* Document section
Merck decided to donate the drug for onchocerciasis control programs for as long as it was  needed, and it became the world’s longest-running donation program by a pharmaceutical company, providing billions of tablets to millions of people annually in 33 countries. By the time the program ended in 2015, onchocerciasis control programs in Africa expected to have reached 80 million people with ivermectin. 

Once TDR knew it could get ivermectin, the question was how to best use it. Research showed that the skin disease affected many more people and countries across eastern, central and southern Africa than did blindness in West Africa, causing intense inflammation for one to two years, then skin rashes, swelling, inflammation, lesions and intense itching. Women often found themselves socially isolated because of what people called ‘lizard skin’; children could not concentrate in school because of the constant itching.

TDR faced two problems – how to convince policy makers to extend the treatment program beyond the area where blindness was the problem, and how to get the drug to people each year in thousands of remote villages in much of Africa at a reasonable cost?

USAID in Africa/Wikimedia

So TDR turned to a group of African researchers to address that question – finding an ivermectin distribution method that was cheap, worked in some of Africa’s most remote and war-torn areas, and was sustainable over the two decades needed to break transmission of the parasite. The researchers developed a ‘community-directed treatment’ method that put communities in charge of organizing how they would administer the ivermectin. Health services would provide support but would not tell communities how to do it.

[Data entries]
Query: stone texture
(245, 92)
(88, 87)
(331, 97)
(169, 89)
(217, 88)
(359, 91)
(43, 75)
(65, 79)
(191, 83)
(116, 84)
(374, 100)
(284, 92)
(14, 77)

* Task set
a – Answer these questions from the text on onchocerciasis control:
(i) In how many countries did Merck's donation program provide tablets each year?
(ii) What did people call the skin condition that left women socially isolated?
(iii) What method did the African researchers develop for distributing ivermectin?
b – Continue the text on onchocerciasis control from its last sentence.

* Answers for the exercise
a –
(i) 33 countries
(ii) 'Lizard skin'
(iii) A 'community-directed treatment' method

b –
The program adopted that idea, and community-directed treatment with ivermectin was the backbone of the African Programme for Onchocerciasis Control (APOC) when it began operations in 19 countries in eastern, central and southern Africa in 1996. In 1997, APOC formally adopted community directed treatment with ivermectin (CDTI), which soon showed itself to be an outstanding success in African health care.

In 2006, for example, 46.2 million people were treated by trained, unpaid drug distributors – people chosen by their community. And one of those distributors was Agnes, whose dramatic life change after ivermectin made her an excellent ambassador for APOC. By 2002, when Uche and Agnes met again, Agnes’ skin lesions had improved, her husband had returned, and she had become a drug distributor in her village – and Uche had become the director of APOC. “I think that was one of the greatest moments in my life, to see her so very happy with her husband, her children, her family,” Uche said.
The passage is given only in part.